▶ [Aim of the task] In the forum post about segmentation faults in batch simulations, roughly what share of the jobs fail when around 600 are launched at once?

▶ [Passage]

------------------------------------------------------------

Segmentation fault when launching simulations in batch

System : Linux
REST version : v2.2.19

Hello, I am having problems when launching multiple simulations at once on a cluster. After I launch around 600 simultaneous jobs (they can be identical jobs, the problem appears too), some of the jobs (1-2%) end suddenly due to some problem with the GDML file (all jobs use the same GDML file), while the other jobs complete correctly.

This is the error of one of the failed jobs:

Loading library : libRestCore.so
Loading library : libRestEvents.so
Loading library : libRestMetadata.so
Loading library : libRestProcesses.so
Loading library : libRestTools.so
Adding sources to geant4
Sensitive volume : gas
gas
GDML: initializating variables
GDML: replacing expressions in GDML
GDML: creating temporary file
Info in <TGeoManager::Import>: Reading geometry from file: /home/zar30002/.rest/gdml/SetupSingleTop.gdml
Info in <TGeoManager::TGeoManager>: Geometry GDMLImport, Geometry imported from GDML created
Error in <TXMLEngine::ParseFile>: Unexpected end of xml file
Error in <TGeoManager::Import>: Cannot open file

 *** Break *** segmentation violation



===========================================================
There was a crash.

------------------------------------------------------------

▶ [Dataset extract]
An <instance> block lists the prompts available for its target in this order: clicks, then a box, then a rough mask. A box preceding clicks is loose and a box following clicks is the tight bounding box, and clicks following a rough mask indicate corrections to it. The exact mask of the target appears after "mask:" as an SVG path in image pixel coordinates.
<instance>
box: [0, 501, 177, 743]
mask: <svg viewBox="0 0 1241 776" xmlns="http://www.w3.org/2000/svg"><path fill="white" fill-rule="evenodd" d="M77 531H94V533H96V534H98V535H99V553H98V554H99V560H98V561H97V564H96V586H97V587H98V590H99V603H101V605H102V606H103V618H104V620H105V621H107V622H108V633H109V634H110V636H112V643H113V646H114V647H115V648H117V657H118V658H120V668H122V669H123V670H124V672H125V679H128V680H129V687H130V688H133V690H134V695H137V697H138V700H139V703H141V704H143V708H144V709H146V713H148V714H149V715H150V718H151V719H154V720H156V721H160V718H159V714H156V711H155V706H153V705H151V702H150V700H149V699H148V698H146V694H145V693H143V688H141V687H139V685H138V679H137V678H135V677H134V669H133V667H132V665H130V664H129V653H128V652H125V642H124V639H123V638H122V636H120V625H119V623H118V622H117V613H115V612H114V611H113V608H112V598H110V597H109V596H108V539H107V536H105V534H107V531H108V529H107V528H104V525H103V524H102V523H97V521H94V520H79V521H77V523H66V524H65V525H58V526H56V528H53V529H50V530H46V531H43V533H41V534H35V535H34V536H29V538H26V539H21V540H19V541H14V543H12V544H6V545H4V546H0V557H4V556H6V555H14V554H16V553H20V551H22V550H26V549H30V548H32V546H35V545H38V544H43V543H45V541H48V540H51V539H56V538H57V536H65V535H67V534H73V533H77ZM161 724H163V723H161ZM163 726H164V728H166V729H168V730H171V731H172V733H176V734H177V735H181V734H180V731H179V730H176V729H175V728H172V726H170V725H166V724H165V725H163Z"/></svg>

------------------------------------------------------------

▶ [Solved problem] About 1–2% of the jobs.